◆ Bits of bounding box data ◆
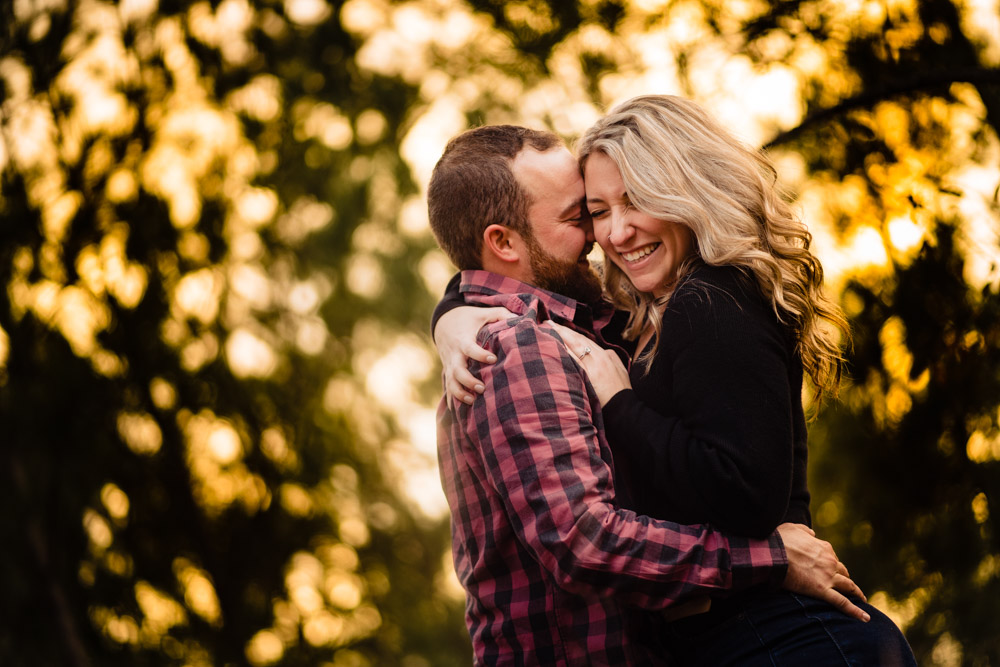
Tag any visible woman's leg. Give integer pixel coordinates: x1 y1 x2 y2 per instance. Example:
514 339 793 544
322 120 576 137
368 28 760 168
666 591 916 667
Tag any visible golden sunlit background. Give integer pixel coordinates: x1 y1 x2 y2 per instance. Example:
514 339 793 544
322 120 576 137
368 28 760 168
0 0 1000 667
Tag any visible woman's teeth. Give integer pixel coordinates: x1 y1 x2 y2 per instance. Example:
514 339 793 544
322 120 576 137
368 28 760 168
622 243 660 262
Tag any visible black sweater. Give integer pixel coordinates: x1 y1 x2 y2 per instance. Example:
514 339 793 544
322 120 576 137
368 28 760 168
432 266 810 536
603 266 810 536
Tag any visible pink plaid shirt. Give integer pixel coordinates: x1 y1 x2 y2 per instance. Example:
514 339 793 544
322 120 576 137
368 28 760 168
438 271 787 666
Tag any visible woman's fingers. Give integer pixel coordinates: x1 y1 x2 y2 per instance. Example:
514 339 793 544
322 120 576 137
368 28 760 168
546 320 597 360
462 344 497 368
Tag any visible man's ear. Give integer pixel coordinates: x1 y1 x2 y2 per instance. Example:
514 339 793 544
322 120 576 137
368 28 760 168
483 225 525 265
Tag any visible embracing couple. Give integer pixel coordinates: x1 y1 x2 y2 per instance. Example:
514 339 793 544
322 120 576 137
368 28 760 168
428 96 915 667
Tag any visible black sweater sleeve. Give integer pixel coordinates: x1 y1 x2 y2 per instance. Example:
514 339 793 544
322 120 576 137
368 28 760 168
431 273 467 340
603 267 804 536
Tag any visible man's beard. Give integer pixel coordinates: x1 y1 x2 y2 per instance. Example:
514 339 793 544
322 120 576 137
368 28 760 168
527 238 601 304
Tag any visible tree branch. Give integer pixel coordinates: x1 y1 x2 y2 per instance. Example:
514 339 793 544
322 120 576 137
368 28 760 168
764 67 1000 150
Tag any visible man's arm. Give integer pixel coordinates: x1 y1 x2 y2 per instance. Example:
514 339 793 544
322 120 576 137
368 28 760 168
777 523 871 623
468 319 787 609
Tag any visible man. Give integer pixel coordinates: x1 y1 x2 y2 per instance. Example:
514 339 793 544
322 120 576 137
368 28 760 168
428 126 864 665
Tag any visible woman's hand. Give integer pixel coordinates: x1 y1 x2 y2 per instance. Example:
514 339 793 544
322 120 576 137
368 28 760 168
434 306 516 405
546 320 632 408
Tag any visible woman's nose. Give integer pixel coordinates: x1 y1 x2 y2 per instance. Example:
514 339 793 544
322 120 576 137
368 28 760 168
608 213 635 246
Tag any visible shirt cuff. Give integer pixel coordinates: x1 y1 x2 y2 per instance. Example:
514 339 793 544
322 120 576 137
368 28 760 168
729 531 788 593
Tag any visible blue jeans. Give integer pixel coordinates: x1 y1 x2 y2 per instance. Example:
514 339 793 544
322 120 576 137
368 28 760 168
664 591 917 667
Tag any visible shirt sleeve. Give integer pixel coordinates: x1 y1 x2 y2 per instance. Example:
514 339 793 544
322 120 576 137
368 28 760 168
468 318 787 609
604 272 795 536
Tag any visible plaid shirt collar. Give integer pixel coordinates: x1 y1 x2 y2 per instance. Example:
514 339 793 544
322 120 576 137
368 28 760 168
459 271 615 334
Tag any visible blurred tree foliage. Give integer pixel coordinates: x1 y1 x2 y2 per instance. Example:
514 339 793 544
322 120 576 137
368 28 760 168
0 0 1000 667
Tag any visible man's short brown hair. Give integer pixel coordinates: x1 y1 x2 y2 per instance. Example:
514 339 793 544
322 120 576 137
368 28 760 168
427 125 562 270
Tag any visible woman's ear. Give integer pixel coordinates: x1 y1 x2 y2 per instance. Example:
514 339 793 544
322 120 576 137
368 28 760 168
483 225 525 265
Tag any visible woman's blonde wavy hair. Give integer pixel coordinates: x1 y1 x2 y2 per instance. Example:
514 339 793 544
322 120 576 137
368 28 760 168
577 95 849 395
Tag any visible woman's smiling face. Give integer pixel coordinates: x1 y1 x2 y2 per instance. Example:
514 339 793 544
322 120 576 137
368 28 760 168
583 152 694 296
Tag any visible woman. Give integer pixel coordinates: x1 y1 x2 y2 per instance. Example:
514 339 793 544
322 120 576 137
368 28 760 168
436 96 915 664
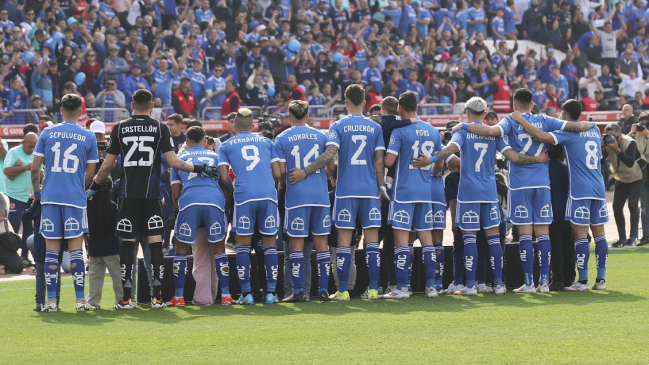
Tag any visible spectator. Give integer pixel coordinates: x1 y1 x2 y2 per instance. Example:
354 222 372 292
171 76 197 119
4 133 38 267
603 122 646 248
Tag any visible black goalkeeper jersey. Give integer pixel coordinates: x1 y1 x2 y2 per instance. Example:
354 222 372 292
107 115 174 199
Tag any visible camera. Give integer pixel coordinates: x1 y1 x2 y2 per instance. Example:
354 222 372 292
259 105 282 128
602 133 617 144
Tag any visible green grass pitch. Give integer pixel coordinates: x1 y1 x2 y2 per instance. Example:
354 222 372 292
0 248 649 364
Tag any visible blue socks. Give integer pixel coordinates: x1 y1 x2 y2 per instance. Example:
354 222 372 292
394 246 411 291
237 244 251 294
421 246 439 288
214 250 229 295
518 234 534 286
336 247 352 293
433 242 446 290
453 233 464 285
291 251 304 294
536 234 552 285
70 250 86 299
575 238 590 281
316 251 331 293
487 234 503 286
464 233 478 288
264 245 279 293
595 235 608 280
43 250 60 299
365 242 381 290
174 252 187 298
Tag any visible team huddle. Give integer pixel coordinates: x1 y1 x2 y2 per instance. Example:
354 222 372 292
32 85 608 311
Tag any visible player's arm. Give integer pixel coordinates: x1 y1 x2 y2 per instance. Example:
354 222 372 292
502 148 548 165
31 155 44 199
510 111 555 144
219 165 234 194
288 144 340 185
450 123 502 138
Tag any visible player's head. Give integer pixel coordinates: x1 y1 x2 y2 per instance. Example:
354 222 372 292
131 89 153 115
23 132 38 155
187 127 206 148
381 96 399 115
234 108 253 133
345 84 365 109
61 94 82 123
561 99 581 121
464 96 487 122
399 91 417 115
288 100 309 125
514 89 532 113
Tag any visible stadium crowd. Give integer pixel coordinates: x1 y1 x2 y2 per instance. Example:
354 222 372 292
0 0 649 310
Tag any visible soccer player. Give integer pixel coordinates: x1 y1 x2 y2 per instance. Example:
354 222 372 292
430 97 548 295
453 89 592 293
219 108 280 305
87 89 218 309
512 99 608 291
167 127 233 307
382 91 446 299
288 84 385 301
275 100 335 303
31 94 99 312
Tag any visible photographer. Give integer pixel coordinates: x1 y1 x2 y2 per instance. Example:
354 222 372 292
602 123 646 248
629 112 649 246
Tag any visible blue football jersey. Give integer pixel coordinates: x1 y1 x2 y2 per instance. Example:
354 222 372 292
387 120 442 203
550 128 606 200
34 122 99 209
219 132 279 205
275 126 329 209
450 123 511 203
171 146 225 211
327 115 385 198
498 113 565 190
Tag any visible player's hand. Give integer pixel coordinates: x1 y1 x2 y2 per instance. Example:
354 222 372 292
410 153 432 169
288 167 306 185
536 150 550 163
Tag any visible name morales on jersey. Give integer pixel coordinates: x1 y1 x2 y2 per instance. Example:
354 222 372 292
50 132 86 141
228 137 268 143
122 125 158 134
288 133 318 142
343 125 374 133
466 133 496 141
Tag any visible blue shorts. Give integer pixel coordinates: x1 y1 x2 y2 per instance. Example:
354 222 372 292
566 198 608 226
232 200 279 236
455 202 500 231
333 197 381 229
284 206 331 237
174 205 228 244
507 188 552 225
40 204 88 240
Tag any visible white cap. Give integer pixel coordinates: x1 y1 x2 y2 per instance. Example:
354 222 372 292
90 120 106 134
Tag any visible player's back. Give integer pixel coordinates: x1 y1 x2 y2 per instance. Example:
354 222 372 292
450 123 510 203
387 121 441 203
327 115 385 198
498 113 565 190
552 128 606 200
107 115 174 199
219 132 279 205
171 146 225 210
34 122 99 208
275 126 329 209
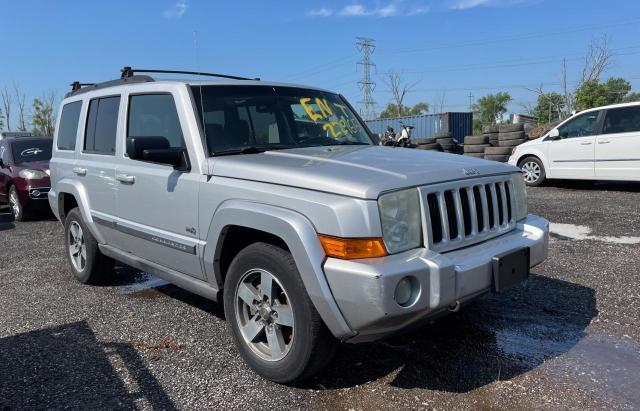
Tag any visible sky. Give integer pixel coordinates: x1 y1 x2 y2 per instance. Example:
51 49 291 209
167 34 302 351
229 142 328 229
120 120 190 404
0 0 640 125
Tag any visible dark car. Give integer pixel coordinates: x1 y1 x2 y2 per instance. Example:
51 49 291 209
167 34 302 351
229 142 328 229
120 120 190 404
0 137 53 221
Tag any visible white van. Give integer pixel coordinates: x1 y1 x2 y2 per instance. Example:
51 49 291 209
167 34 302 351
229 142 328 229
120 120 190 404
509 102 640 186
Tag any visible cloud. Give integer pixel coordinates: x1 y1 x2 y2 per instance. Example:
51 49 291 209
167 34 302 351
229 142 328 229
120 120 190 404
162 0 189 19
307 7 333 17
307 0 429 18
449 0 528 10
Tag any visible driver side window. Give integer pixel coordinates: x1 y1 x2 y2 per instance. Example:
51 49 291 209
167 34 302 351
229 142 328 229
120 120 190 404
558 111 600 138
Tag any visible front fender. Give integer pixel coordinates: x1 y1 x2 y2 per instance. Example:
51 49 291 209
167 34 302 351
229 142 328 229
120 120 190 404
204 200 355 340
49 179 105 243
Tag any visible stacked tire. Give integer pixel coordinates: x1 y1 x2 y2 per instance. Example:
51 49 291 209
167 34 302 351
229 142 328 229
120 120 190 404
463 134 491 158
482 124 499 147
411 138 442 151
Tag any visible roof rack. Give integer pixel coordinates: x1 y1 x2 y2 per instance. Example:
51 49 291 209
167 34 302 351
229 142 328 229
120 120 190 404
120 66 260 80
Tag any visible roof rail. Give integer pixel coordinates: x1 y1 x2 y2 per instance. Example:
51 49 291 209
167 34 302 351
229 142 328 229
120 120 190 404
64 76 154 98
120 66 260 80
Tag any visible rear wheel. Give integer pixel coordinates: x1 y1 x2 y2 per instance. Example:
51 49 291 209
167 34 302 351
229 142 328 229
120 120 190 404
519 157 546 187
224 243 336 383
64 208 114 284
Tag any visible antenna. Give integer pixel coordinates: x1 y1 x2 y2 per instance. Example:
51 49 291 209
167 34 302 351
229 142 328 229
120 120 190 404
356 37 376 120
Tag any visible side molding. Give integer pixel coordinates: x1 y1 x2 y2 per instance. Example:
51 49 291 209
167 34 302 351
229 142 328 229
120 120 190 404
204 200 356 340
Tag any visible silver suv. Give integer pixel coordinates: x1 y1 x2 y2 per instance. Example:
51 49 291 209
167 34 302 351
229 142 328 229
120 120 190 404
49 68 548 382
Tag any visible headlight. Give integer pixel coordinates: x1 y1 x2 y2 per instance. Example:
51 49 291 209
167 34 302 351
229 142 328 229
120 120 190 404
378 188 422 254
18 169 47 180
511 173 528 221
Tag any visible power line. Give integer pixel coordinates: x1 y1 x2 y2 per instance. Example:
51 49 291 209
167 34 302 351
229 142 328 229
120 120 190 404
356 37 376 119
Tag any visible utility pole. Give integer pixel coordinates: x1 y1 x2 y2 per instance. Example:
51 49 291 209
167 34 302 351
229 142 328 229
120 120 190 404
356 37 376 120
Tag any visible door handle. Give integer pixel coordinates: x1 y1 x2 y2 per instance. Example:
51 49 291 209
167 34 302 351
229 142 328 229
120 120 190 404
73 167 87 176
116 174 136 184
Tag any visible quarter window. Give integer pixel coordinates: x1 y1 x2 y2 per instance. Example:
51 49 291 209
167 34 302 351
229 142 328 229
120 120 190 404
558 111 600 138
602 106 640 134
58 101 82 151
84 96 120 155
127 94 185 148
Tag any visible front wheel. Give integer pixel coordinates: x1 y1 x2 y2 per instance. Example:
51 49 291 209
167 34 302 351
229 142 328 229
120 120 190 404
224 243 336 383
519 157 546 187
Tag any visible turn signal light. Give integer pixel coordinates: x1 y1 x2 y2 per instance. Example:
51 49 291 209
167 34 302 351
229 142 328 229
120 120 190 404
318 235 388 260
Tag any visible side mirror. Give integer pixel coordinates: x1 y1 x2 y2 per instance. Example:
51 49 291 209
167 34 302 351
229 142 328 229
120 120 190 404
127 136 191 171
549 128 560 140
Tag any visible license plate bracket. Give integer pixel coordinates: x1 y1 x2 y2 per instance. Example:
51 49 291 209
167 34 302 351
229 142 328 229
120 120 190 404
492 247 530 293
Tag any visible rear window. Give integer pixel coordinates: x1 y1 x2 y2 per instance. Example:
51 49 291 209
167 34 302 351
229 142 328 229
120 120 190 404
11 139 53 164
84 96 120 155
58 101 82 150
602 106 640 134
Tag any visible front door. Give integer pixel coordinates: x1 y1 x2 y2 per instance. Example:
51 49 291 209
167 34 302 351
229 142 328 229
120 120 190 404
116 93 205 278
548 111 600 179
595 105 640 181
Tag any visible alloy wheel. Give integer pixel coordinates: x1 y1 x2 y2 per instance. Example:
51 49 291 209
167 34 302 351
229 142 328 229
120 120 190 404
522 161 541 183
234 268 294 361
68 221 87 272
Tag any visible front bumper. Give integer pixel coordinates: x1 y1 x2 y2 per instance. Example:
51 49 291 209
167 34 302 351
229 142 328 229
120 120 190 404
324 215 549 342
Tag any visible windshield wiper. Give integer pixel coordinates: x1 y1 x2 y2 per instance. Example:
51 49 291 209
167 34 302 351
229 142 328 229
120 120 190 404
212 144 292 156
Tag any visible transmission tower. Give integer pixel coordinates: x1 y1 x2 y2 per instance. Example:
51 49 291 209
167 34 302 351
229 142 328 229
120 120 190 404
356 37 376 120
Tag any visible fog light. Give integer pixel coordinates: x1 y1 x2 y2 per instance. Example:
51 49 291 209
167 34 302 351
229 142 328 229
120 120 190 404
393 277 420 307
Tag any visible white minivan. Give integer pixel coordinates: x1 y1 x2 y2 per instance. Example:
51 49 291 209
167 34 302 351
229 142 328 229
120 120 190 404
509 102 640 186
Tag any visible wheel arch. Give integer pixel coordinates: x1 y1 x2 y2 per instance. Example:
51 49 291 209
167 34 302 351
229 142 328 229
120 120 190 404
203 200 355 339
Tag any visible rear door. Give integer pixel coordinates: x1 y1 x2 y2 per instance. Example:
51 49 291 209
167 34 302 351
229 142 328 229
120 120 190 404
73 95 122 244
548 111 601 179
116 92 206 278
595 105 640 180
0 141 9 204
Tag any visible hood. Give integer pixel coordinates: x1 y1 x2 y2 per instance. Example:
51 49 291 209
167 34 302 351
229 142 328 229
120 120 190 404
209 146 518 199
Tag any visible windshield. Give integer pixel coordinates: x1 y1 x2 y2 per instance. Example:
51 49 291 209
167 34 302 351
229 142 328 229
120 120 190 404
11 139 53 164
192 86 373 154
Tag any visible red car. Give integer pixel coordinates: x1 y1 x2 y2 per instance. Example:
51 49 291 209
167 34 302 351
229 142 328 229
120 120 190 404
0 137 53 221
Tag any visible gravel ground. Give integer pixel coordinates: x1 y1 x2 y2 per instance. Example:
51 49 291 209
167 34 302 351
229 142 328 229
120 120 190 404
0 184 640 410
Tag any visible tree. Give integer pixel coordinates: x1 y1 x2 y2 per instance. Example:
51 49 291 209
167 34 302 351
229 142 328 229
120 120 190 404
384 70 417 117
31 93 55 136
473 91 511 124
605 77 631 104
379 102 429 118
0 87 13 131
533 92 565 124
13 83 27 131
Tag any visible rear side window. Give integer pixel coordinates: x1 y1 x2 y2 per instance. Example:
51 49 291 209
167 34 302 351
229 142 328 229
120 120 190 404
58 101 82 151
127 94 185 148
84 96 120 155
602 106 640 134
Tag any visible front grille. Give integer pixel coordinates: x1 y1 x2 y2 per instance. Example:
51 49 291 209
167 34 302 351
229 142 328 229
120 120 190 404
420 176 516 251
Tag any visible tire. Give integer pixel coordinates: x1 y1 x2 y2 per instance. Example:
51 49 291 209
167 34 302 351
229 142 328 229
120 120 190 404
464 144 491 153
224 243 337 383
411 138 436 146
498 139 527 147
518 157 547 187
417 143 440 150
498 131 527 140
64 207 114 284
464 153 484 158
484 147 513 156
482 124 498 134
484 154 509 163
464 136 489 145
498 124 524 133
9 185 27 221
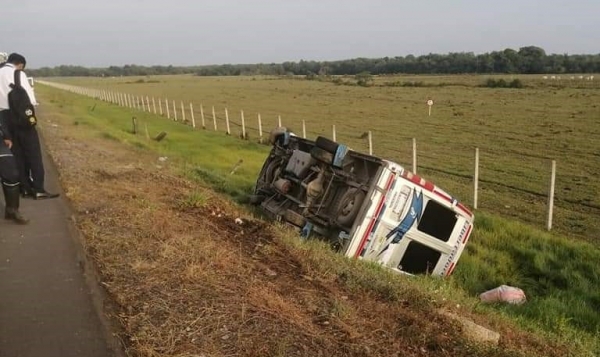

◆ Task description ◆
Copy the stretch of the data above word for word, from the line containing "Tag any visible cloud." through the line containing "411 138 442 151".

◆ Response ◆
Tag any visible cloud. Give integer pixel coordinates: x1 y1 x2 y2 per instance. Example:
51 49 291 209
167 34 302 351
229 142 328 229
120 120 190 404
162 0 189 19
307 7 333 17
307 0 429 18
449 0 528 10
Tag any visible driver side window. Give integer pixel coordinates: x1 y1 x2 y2 per instance. Example:
51 49 291 209
167 34 302 351
229 142 328 229
120 120 190 404
558 111 600 138
Tag any visible front fender. Give integer pixel coordinates: x1 y1 x2 y2 per instance. Example:
51 49 291 209
167 34 302 351
229 142 328 229
120 120 190 404
204 200 355 340
49 179 105 243
Tag any visible stacked tire. Give integer pixel coordinates: x1 y1 x2 y2 per instance. Example:
51 49 291 209
167 34 302 351
229 142 328 229
120 120 190 404
463 134 491 158
482 124 499 147
411 138 442 151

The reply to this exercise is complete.